* _Point localization data_:
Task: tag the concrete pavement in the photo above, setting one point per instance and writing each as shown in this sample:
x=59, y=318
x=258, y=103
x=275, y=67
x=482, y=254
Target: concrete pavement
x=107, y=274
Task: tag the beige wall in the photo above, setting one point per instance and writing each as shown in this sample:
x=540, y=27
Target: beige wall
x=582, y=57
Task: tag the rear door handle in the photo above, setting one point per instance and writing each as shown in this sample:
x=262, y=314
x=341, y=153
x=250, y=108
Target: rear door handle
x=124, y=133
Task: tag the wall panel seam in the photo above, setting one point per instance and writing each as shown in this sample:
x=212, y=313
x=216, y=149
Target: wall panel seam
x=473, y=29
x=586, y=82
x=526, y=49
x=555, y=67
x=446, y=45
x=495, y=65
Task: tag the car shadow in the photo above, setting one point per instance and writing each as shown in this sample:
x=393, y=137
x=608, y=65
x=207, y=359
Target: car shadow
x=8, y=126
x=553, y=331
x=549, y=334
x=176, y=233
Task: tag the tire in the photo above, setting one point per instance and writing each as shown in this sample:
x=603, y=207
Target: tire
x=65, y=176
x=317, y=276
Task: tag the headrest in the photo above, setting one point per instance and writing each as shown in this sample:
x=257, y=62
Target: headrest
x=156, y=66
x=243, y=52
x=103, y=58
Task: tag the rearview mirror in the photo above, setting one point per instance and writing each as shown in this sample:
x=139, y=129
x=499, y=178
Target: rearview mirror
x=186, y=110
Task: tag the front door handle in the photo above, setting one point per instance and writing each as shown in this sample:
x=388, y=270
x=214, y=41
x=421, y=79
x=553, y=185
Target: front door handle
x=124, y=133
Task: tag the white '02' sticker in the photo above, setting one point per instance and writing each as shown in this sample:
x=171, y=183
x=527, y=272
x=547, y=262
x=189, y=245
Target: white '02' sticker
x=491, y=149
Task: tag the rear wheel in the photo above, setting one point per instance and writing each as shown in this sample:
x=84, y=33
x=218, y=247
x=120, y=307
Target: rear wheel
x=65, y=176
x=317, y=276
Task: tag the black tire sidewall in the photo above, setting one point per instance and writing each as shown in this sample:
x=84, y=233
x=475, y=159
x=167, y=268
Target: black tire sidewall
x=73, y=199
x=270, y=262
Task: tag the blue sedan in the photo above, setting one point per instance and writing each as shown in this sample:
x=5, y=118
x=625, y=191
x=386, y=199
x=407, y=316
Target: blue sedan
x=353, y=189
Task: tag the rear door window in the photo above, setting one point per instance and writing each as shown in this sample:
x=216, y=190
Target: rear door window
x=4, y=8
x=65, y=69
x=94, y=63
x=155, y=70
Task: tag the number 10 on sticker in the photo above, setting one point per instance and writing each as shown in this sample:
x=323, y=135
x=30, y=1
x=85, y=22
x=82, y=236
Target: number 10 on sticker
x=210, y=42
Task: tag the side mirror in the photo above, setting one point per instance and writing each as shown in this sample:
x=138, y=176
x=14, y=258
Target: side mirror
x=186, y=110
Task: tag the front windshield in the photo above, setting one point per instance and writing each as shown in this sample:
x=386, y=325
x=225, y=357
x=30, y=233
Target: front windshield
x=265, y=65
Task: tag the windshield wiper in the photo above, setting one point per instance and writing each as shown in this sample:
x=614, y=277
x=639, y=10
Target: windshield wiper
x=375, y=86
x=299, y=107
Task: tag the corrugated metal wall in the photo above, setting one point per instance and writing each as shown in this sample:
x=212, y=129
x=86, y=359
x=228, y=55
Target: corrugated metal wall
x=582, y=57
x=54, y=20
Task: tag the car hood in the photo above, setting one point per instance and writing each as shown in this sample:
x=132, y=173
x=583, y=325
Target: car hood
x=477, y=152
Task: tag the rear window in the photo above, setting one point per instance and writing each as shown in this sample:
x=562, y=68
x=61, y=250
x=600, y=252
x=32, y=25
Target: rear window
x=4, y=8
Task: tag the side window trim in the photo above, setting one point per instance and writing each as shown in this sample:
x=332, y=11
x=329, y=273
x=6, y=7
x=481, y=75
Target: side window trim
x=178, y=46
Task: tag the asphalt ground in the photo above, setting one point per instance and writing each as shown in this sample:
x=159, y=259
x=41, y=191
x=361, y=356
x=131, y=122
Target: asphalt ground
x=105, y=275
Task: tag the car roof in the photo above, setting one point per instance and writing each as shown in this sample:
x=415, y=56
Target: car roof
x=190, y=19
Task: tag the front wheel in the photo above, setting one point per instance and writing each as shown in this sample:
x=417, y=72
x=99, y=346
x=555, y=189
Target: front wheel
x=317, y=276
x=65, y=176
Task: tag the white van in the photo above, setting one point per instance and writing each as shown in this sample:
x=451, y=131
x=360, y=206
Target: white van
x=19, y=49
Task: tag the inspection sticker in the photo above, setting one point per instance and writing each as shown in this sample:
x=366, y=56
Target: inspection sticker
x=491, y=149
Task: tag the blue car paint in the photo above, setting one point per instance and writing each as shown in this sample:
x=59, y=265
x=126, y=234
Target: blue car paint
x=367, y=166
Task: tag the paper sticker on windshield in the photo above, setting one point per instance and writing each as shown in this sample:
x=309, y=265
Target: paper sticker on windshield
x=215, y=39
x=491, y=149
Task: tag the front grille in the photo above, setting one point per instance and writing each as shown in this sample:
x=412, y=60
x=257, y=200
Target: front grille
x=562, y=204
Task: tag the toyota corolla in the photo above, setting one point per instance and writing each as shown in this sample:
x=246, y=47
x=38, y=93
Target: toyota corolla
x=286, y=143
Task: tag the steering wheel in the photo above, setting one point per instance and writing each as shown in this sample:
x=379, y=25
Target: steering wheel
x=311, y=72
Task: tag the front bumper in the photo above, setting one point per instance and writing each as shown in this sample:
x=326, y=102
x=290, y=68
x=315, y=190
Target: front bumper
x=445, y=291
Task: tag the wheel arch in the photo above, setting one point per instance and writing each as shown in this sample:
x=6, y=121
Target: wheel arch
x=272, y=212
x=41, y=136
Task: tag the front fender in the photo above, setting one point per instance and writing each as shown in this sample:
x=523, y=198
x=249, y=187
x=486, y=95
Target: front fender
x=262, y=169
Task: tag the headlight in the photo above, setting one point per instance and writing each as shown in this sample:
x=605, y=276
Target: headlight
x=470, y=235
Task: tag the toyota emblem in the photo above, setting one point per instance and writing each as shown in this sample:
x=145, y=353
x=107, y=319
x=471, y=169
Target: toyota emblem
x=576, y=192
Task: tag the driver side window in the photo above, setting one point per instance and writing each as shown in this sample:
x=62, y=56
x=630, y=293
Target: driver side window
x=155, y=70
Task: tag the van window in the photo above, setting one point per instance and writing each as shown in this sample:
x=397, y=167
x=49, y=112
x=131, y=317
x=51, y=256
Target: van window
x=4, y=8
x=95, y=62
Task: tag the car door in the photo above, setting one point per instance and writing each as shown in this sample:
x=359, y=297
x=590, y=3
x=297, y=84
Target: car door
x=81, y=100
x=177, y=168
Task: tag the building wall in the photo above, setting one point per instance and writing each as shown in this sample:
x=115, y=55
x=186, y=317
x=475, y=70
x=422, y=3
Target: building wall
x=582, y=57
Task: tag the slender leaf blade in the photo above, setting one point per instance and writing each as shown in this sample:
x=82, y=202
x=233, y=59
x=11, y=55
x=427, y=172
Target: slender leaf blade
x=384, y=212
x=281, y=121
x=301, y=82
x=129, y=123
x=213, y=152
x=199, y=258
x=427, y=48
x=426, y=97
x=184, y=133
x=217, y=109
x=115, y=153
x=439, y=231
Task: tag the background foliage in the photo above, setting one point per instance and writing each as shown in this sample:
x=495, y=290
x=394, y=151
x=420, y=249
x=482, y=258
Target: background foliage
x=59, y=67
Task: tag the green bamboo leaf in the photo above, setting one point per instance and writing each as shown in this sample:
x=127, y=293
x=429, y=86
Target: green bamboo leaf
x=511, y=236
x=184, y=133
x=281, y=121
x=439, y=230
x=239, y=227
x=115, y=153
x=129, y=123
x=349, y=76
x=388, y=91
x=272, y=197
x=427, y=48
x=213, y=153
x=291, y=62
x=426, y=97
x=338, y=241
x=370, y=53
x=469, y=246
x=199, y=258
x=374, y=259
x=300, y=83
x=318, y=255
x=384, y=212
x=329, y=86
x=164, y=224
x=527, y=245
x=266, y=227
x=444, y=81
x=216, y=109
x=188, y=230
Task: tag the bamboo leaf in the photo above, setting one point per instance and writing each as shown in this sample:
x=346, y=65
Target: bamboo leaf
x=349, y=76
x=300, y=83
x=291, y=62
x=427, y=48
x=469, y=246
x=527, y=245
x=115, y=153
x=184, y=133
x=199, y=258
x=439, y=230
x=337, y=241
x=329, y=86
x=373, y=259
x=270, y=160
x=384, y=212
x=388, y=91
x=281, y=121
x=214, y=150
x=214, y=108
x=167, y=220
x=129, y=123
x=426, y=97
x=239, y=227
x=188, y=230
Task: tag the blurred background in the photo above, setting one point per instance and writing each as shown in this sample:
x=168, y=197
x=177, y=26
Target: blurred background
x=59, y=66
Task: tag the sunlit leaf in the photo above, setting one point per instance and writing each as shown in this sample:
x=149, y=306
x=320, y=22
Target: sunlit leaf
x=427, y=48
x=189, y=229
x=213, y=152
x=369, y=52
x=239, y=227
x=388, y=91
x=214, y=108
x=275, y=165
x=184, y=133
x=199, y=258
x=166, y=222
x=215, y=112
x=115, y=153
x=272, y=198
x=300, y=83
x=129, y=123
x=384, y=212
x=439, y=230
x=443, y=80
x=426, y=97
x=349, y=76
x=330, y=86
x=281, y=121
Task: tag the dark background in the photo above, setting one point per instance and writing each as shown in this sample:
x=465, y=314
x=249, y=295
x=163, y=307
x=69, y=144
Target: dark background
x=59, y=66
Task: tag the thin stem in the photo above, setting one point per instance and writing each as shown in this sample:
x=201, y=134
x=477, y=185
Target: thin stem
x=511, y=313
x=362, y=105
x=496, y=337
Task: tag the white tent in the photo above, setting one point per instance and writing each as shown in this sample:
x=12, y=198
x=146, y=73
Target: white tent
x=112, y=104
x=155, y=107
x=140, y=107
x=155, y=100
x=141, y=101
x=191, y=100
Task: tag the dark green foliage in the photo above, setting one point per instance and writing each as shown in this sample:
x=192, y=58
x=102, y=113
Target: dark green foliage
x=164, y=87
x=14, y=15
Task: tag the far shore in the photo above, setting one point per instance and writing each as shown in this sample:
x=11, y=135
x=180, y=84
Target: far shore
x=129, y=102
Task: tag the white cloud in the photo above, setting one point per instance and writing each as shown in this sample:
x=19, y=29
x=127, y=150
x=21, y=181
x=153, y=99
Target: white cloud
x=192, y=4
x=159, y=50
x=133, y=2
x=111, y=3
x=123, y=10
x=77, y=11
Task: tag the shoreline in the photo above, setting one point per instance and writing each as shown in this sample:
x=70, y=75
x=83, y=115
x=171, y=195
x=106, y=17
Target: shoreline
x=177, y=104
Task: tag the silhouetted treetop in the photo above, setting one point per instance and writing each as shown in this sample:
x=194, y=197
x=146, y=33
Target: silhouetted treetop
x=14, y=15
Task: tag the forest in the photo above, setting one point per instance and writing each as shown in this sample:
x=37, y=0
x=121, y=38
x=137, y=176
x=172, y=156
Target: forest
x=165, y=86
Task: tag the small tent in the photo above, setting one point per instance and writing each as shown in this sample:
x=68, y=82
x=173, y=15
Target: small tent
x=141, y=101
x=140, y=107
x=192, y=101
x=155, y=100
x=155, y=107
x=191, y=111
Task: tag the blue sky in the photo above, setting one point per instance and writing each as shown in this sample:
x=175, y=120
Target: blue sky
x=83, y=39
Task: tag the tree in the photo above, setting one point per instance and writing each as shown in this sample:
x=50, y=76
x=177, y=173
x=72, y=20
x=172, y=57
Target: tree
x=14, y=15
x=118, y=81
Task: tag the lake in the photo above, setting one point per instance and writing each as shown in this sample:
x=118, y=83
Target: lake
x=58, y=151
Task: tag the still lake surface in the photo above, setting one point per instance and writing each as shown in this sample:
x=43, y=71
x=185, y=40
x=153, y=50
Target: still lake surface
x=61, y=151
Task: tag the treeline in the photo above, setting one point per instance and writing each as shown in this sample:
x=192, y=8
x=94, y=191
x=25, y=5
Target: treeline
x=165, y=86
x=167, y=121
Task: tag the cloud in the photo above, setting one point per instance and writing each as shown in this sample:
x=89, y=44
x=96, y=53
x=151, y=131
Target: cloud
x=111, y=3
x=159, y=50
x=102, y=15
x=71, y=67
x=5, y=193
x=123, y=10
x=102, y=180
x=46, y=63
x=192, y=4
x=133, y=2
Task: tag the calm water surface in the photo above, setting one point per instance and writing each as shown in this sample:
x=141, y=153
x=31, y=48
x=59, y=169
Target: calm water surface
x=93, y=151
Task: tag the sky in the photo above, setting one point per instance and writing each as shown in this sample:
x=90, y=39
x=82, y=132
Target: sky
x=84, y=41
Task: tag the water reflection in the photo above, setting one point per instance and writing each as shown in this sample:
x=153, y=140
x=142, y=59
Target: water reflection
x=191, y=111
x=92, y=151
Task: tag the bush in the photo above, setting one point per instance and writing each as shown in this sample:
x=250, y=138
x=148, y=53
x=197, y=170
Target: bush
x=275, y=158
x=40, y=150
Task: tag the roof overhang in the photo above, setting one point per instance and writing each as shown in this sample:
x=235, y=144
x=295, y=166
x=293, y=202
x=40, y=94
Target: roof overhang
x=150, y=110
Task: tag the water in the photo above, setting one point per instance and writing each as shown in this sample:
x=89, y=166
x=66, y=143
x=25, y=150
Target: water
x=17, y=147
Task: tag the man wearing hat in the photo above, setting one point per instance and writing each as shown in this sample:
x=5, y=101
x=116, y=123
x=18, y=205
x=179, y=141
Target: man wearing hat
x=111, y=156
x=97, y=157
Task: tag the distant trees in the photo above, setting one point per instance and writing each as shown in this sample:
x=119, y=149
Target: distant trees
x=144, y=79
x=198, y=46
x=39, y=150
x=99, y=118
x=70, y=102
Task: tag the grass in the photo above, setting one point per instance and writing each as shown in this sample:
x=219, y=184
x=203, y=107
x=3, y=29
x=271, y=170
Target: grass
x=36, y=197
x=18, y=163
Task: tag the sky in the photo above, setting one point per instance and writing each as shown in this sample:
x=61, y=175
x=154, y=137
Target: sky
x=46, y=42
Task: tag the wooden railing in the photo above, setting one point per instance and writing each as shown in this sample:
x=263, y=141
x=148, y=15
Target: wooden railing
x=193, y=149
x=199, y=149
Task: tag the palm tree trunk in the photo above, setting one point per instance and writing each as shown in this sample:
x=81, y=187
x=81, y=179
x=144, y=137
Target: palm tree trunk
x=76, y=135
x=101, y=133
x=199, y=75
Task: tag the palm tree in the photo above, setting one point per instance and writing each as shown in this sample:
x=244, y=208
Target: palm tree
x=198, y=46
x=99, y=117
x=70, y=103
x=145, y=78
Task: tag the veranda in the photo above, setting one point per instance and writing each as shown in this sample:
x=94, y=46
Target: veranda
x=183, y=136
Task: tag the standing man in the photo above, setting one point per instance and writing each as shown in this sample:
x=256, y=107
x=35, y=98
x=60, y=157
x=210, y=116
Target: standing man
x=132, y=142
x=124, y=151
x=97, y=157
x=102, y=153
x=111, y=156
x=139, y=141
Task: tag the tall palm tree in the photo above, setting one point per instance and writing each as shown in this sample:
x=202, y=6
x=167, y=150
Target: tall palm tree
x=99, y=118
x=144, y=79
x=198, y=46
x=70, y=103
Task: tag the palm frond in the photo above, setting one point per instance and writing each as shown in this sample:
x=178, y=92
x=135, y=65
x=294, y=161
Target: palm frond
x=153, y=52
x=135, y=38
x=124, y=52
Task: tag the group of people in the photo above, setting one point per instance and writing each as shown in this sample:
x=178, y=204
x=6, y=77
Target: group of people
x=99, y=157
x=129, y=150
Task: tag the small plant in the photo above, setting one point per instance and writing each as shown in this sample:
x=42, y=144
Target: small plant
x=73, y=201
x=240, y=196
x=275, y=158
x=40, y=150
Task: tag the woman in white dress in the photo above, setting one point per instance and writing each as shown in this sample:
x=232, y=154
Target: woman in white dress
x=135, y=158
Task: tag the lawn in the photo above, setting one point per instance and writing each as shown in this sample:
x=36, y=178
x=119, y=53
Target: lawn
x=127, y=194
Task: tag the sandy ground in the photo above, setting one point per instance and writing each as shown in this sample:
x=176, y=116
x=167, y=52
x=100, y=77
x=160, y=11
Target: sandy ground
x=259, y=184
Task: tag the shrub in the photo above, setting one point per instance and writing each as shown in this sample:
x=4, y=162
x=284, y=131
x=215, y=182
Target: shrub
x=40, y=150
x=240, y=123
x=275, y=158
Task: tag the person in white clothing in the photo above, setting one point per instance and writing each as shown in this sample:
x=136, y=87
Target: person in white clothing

* _Problem requirements_:
The expected answer is an exact copy of the lines above, beginning at the line with "x=12, y=198" and ending at the line with "x=171, y=195", with both ends in.

* _Reply to the exercise_:
x=12, y=198
x=146, y=73
Target: white tent
x=112, y=104
x=155, y=107
x=140, y=107
x=155, y=100
x=141, y=101
x=191, y=100
Task: tag the dark green foliage in the photo above, setting one point per instance and writing each as shown in this sample:
x=192, y=58
x=102, y=113
Target: dark green foliage
x=164, y=87
x=14, y=15
Task: tag the far shore in the photo above, setting one point per instance and writing each as shown in this sample:
x=11, y=135
x=180, y=84
Target: far shore
x=129, y=102
Task: tag the white cloud in the photo above, setting one point per instance and writing each as shown in this sample:
x=19, y=29
x=127, y=150
x=21, y=181
x=153, y=99
Target: white cloud
x=192, y=4
x=159, y=50
x=133, y=2
x=111, y=3
x=123, y=10
x=77, y=11
Task: tag the shoreline in the photo above, setting one point per instance and writing each as shown in this sample:
x=70, y=75
x=83, y=115
x=171, y=195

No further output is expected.